9th May, 2012
If there is any issue that has occupied the front burner in our national life and attracted critical commentaries among Nigerians since the 70s, it is the petroleum industry and it has to be so because succeeding Nigerian leaders have used it as benchmark for our national development and as a means of primitive accumulation of wealth. The petroleum industry in Nigeria is the largest industry and main source of GDP in the West African nation which is also the continent’s most populous and richly endowed yet the country still relies on massive oil importation for about 80%of its petrol product needs. Fuel importation as a means of meeting internal supply has led to round tripping and massive fraud which has ranked the country as a leading most corrupt nation on earth. Given the number of years that the oil sector began its operation in Nigeria coupled with the corresponding financial resources accruing to the government and its impact on economic growth in the country, one can conclude that the sector has not been sufficiently active especially when juxtaposed with the enormous resources available it. This is due to numbers of reasons which includes high cost of maintenance of equipment and refineries, gross misappropriation of funds, over reliance on the sector as source of revenue and the control of the operation of the sector by incompetent hands.
It was to address these problems that the present administration embarked on generation of more values for the nation’s petroleum resources. The rationale for restructuring the oil and gas sector in a petroleum dependent economy like Nigeria is designed to enhance sustainability of petroleum wealth and its impact on all stakeholders. Government thinking is that the diversification of the economy will reduce the scramble for oil money, cut the rate of official corruption and reduce internal conflict among the communities laying claim to resource deposit. Carrying out such reforms presupposes that the current state of the industry is inefficient in service delivery and ineffective in promoting societal welfare objective. The target of the reforms is not only focused on enhancing industry effectiveness and efficiency but also to ensure equity with respect to wealth distribution among all stakeholders which include government, communities and operators. There is no doubt that restructuring the NNPC is the focal point of the ongoing oil and gas reforms in Nigeria. The general observation by many Nigerians is that NNPC has failed in its mandate, therefore the new goal is to reposition the new NNPC and benchmark it with the international best practices such as Malaysia NOC (Petronas), Venezuela NOC (Pdvsa), Norway Statoil, Algeria NOC (Sonatraco), Mexico NOC (Pemex), Brazilian NOC and Saudi Aramco . The desire is to get the new corporation to a level in which the degree of operation and strategic autonomy from the government is similar to Norway Statoil. There is no doubt that the separation of business and commercial operation from the regulatory and policy making function in the oil and gas sector in Nigeria will make the NNPC more focused on its mandate. Recall that recently the federal government inaugurated two task forces to fast track its transformation agenda in the sector, the aim being to drive an increase in investment in the downstream processing which, apart from reviving the four ailing refineries, will accentuate the additional refineries investment slated for Lagos, Lokoja and Bayelsa and build more petrochemical plants, fertilizer plants and a liquefied natural gas (LNG) distribution plant in the country. The present federal government’s drive on its gas policy is to ensure adequate gas supply to power plants in the country so as to guarantee steady electric power supply across the country.

▶ [RECORDS SUPPLIED]

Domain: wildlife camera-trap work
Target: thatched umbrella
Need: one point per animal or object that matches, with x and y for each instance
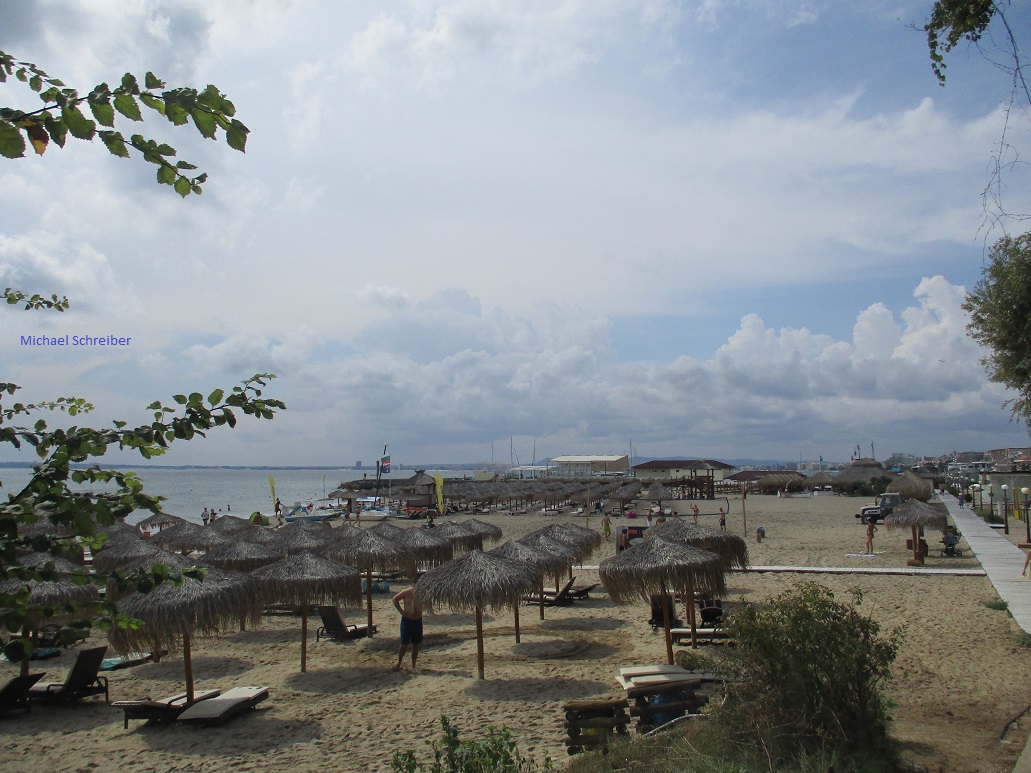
(231, 525)
(242, 556)
(489, 532)
(917, 515)
(460, 535)
(368, 552)
(160, 519)
(541, 562)
(425, 546)
(657, 493)
(559, 549)
(173, 614)
(910, 485)
(305, 578)
(657, 565)
(479, 581)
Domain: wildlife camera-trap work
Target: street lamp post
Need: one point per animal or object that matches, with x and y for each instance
(1005, 508)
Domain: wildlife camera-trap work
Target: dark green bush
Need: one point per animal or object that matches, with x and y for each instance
(496, 753)
(810, 671)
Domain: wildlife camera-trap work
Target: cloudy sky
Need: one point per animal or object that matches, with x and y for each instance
(711, 228)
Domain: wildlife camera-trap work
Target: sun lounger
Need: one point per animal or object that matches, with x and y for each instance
(163, 709)
(14, 695)
(334, 628)
(82, 680)
(562, 598)
(225, 707)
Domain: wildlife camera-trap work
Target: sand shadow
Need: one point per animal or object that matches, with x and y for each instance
(253, 732)
(533, 690)
(205, 668)
(342, 680)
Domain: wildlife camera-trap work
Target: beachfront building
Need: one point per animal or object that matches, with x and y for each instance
(700, 475)
(584, 467)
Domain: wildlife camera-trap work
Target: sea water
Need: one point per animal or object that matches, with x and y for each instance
(231, 491)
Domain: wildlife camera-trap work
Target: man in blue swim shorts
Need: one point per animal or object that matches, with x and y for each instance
(411, 626)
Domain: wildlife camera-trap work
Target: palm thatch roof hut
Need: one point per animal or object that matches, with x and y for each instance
(304, 578)
(656, 566)
(477, 581)
(917, 515)
(173, 614)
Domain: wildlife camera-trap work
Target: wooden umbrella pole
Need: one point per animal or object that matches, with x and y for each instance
(368, 594)
(188, 665)
(664, 599)
(691, 615)
(479, 642)
(304, 636)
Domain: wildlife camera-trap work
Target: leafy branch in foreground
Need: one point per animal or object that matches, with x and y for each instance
(62, 115)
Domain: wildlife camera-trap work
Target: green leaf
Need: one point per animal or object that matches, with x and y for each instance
(11, 141)
(237, 136)
(166, 176)
(57, 129)
(205, 122)
(155, 103)
(103, 112)
(79, 126)
(115, 143)
(128, 107)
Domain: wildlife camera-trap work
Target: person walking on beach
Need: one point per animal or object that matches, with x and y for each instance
(411, 625)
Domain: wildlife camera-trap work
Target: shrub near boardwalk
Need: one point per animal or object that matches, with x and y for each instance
(809, 671)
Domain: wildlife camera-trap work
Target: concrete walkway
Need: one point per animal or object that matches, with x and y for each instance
(1003, 563)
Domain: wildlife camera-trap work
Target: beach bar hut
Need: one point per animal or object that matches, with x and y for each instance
(657, 566)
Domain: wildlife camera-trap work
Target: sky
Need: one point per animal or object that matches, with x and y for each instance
(729, 229)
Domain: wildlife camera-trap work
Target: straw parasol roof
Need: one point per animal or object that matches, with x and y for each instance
(477, 581)
(460, 535)
(910, 485)
(306, 578)
(242, 556)
(489, 532)
(368, 552)
(653, 567)
(173, 614)
(915, 515)
(733, 551)
(425, 546)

▶ [CHALLENGES]
1. For each statement, answer yes or no according to the article on Nigeria's petroleum industry, and quote the words that decide it.
(a) The aim is for the new NNPC's autonomy from the government to resemble that of Norway Statoil.
(b) Additional refinery investment is slated for Lagos, Port Harcourt and Bayelsa.
(c) The federal government inaugurated three task forces for the sector.
2. In the article on Nigeria's petroleum industry, what does the federal government's gas policy seek to ensure?
3. Resume the article on Nigeria's petroleum industry after its final sentence and extend it by one paragraph.
The rows were taken from a different source than the article on Nigeria's petroleum industry.

▶ [EXPECTED RESULTS]
1.
(a) Yes: "a level in which the degree of operation and strategic autonomy from the government is similar to Norway Statoil"
(b) No: "the additional refineries investment slated for Lagos, Lokoja and Bayelsa"
(c) No: "the federal government inaugurated two task forces"

2. It seeks to ensure adequate gas supply to power plants so as to guarantee steady electric power supply across the country.

3.
The electric power industry is also undergoing reforms as it migrates from state monopoly to commercial liberalization and the new operational model being introduced in the system is alien to the domestic environment. And just as the petroleum sector, the electric power sector is also trying to weather the supply crisis as generating plants and transmission infrastructure operated by the unbundled PHCN remains fragile and incapable of meeting demands. The present administration in its effort to sanitise the oil sector by 31 December of this year constituted governance and control tax force to design a new code for NNPC and other parastatals as well as eliminate rent seeking opportunists and arbitrage while implementing robust performance management systems and indicators. Earlier this year government announced a partial withdrawal of subsidy from oil. This, government argues, has become necessary since it poses unsustainable financial burden on government, create inefficiency in usage for consumers,inappropriately benefit the rich and divert critical resources from much needed investment in infrastructure. This government in its wisdom created Subsidy Reinvestment and Empowerment Programme, SURE, with a mandate to plough back proceeds from the subsidy into critical infrastructure development, stimulate the economy and create employment for Nigerian youths.
• Ifeanyi wrote from Lagos.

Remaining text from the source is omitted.